Start

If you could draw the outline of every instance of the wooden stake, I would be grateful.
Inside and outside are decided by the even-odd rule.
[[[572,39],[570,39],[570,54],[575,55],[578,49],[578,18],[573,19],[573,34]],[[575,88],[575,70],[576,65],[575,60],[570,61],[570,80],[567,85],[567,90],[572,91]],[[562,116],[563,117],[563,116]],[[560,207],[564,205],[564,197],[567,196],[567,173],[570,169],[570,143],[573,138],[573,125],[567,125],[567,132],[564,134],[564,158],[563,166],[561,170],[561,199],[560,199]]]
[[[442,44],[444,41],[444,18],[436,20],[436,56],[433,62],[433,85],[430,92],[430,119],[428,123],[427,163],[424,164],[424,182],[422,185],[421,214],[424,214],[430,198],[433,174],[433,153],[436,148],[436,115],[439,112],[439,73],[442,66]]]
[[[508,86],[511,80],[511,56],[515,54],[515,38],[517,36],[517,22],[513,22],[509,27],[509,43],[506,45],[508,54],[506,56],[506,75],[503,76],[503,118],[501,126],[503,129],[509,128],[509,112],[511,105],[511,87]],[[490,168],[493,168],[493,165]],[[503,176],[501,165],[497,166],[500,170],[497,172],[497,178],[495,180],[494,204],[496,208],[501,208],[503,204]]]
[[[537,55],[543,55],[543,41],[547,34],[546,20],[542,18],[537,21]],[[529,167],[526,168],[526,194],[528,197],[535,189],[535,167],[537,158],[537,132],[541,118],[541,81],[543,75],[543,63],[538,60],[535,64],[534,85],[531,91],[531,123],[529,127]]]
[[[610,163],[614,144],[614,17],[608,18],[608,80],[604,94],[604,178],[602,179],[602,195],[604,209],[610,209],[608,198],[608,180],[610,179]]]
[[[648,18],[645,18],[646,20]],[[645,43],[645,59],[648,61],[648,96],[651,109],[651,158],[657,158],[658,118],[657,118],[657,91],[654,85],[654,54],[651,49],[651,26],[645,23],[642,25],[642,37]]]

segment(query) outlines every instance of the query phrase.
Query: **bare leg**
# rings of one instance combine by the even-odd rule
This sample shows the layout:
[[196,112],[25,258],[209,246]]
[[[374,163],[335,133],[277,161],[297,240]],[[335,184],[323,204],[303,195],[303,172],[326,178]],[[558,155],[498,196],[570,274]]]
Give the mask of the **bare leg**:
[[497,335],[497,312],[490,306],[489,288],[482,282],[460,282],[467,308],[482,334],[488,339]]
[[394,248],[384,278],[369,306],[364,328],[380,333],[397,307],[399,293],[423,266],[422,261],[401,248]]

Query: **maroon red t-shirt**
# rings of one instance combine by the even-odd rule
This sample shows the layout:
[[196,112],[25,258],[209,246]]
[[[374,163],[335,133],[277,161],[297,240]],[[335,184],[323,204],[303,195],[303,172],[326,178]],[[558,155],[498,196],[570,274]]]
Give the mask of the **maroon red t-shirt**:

End

Problem details: Copy out the lines of the records word for word, starting at the line that contains "Query: **maroon red t-shirt**" and continuing through the end of the records, with both ends included.

Exercise response:
Query: **maroon red t-shirt**
# rings of one instance combine by the even-odd rule
This sample shows the layout:
[[196,112],[25,258],[209,246]]
[[[374,163],[335,133],[277,161],[297,240]],[[335,184],[323,204],[303,195],[303,172],[326,178]],[[558,155],[498,196],[570,274]]]
Give the mask of the **maroon red t-shirt**:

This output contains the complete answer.